%%
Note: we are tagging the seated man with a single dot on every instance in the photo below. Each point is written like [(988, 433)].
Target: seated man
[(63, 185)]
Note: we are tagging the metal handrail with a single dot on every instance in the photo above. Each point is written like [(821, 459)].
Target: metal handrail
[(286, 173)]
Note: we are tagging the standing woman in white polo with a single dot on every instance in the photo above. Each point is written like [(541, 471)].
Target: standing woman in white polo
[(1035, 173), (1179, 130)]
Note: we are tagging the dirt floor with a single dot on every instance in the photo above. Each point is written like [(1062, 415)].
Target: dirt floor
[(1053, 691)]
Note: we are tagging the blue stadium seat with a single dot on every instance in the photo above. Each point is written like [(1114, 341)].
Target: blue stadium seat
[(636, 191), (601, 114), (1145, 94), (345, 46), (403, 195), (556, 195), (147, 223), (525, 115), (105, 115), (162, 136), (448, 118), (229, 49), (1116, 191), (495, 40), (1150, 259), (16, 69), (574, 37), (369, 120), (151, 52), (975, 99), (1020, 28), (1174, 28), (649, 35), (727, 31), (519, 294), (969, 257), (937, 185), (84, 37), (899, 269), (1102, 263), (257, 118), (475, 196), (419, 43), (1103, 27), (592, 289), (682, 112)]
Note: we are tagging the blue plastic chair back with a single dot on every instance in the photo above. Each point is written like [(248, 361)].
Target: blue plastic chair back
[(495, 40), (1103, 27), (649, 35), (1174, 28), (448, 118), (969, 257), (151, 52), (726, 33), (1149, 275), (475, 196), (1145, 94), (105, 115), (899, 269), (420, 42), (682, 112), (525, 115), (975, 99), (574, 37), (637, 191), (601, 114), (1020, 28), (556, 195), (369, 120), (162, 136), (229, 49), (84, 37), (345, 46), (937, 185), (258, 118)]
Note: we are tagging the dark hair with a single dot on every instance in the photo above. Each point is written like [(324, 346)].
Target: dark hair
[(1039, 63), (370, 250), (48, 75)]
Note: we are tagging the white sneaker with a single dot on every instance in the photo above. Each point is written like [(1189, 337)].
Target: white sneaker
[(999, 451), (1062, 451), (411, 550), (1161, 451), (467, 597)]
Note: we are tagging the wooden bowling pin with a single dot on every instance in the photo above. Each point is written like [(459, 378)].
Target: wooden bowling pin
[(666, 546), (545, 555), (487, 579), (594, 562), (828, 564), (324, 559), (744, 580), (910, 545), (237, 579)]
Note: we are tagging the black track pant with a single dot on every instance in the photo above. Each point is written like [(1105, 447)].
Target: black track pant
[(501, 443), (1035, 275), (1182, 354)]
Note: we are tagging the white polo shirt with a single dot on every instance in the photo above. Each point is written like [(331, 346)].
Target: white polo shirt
%%
■ YOUR OBJECTIVE
Please repeat the listing exactly, with nothing left out.

■ RESPONSE AREA
Note: we are tagging the seated man with a single dot on every instance in the photo below. Each point is written like [(988, 433)].
Target: seated man
[(63, 185)]
Note: we are tagging the metal handrail with a single dot on every instance in the photo above. Each point is written like [(821, 459)].
Target: metal handrail
[(286, 173)]
Note: we are tagging the standing woman in white polo with a single dot on every instance in the photo above. Each point is written like [(541, 471)].
Target: standing woman in white polo
[(1035, 173), (1179, 130)]
Note: we are tagging the dirt floor with a single dot on every instance in the photo above. Each point is written like [(1062, 415)].
Target: dirt floor
[(1053, 691)]
Note: we are tagging the blue stadium seat with a single dot on every instance in the photo above. Each point is written like [(1114, 341)].
Target: blue stadium seat
[(636, 191), (601, 114), (1145, 94), (345, 46), (403, 195), (556, 195), (147, 223), (525, 115), (105, 115), (162, 136), (448, 118), (229, 49), (1116, 191), (495, 40), (1150, 259), (16, 69), (574, 37), (369, 120), (151, 52), (975, 99), (1020, 28), (1174, 28), (649, 35), (727, 31), (519, 294), (969, 257), (937, 185), (84, 37), (899, 269), (1102, 263), (257, 118), (475, 196), (419, 43), (1103, 27), (592, 289), (682, 112)]
Note: we are tagging the blue plastic chair back with a single dot on every instance in the photo above. Each point is written like [(248, 361)].
Target: blue plastic chair back
[(495, 40), (1103, 27), (649, 35), (1174, 28), (448, 118), (969, 257), (151, 52), (726, 33), (1149, 275), (475, 196), (1145, 94), (105, 115), (899, 269), (420, 42), (682, 112), (525, 115), (975, 99), (574, 37), (637, 191), (601, 114), (1020, 28), (556, 195), (369, 120), (162, 136), (229, 49), (84, 37), (345, 46), (937, 185), (258, 118)]
Note: we are tagging the dark hair with a single dot on every instance in the photo above. Each point is written like [(324, 346)].
Target: dark hair
[(1039, 63), (370, 250), (48, 75)]
Note: we are tagging the white sneaker with a single dot on every instance in the photo above. Each point is written like [(1189, 337)].
Target: white sneaker
[(999, 451), (1062, 451), (411, 550), (1161, 451), (467, 597)]
Note: we are tagging the wooden bowling pin with a single dot on every instance in the photo above. Each point is written like [(459, 378)].
Target: wooden bowling pin
[(666, 546), (545, 555), (487, 579), (594, 562), (828, 564), (324, 559), (744, 580), (910, 545), (237, 579)]
Note: we are tagging the black track pant with a single dot on every instance in the photo above. Each point is written like [(1105, 447)].
Target: black track pant
[(501, 443), (1035, 275), (1182, 354)]
Note: we are tagging the white polo shirt with a single dot on every instance in the photo above. Each point is written like [(331, 346)].
Target: white polo shirt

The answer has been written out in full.